## Exercise description
Repeat exactly the lines from the start of the material below up to and including the "box: [226, 199, 275, 281]" line.
----- Information provided
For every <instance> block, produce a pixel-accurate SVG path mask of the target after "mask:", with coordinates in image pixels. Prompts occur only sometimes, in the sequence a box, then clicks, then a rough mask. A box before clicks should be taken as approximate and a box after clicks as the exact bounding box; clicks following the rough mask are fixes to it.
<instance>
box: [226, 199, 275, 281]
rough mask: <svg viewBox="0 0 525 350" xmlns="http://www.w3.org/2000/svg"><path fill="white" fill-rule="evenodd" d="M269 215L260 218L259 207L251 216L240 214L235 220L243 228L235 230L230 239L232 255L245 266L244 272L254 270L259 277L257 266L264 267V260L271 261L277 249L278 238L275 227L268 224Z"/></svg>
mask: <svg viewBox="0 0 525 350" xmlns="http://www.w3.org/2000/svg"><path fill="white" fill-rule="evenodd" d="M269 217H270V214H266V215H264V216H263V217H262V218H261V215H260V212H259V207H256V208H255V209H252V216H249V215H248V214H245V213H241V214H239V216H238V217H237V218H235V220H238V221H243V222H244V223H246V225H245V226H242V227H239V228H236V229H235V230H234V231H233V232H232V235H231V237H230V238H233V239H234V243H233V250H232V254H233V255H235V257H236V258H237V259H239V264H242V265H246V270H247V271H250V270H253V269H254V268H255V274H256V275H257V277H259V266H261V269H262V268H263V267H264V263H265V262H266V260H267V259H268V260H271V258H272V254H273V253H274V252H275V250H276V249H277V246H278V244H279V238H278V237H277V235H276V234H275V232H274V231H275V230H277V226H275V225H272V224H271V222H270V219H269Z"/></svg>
----------
## Task output
For every <instance> block, produce a pixel-accurate SVG path mask of the target after "mask:", with coordinates in image pixels. Prompts occur only sometimes, in the sequence a box, then clicks, then a rough mask. A box before clicks should be taken as approximate and a box after clicks as the exact bounding box; clicks following the rough mask are fixes to it.
<instance>
box: [226, 199, 275, 281]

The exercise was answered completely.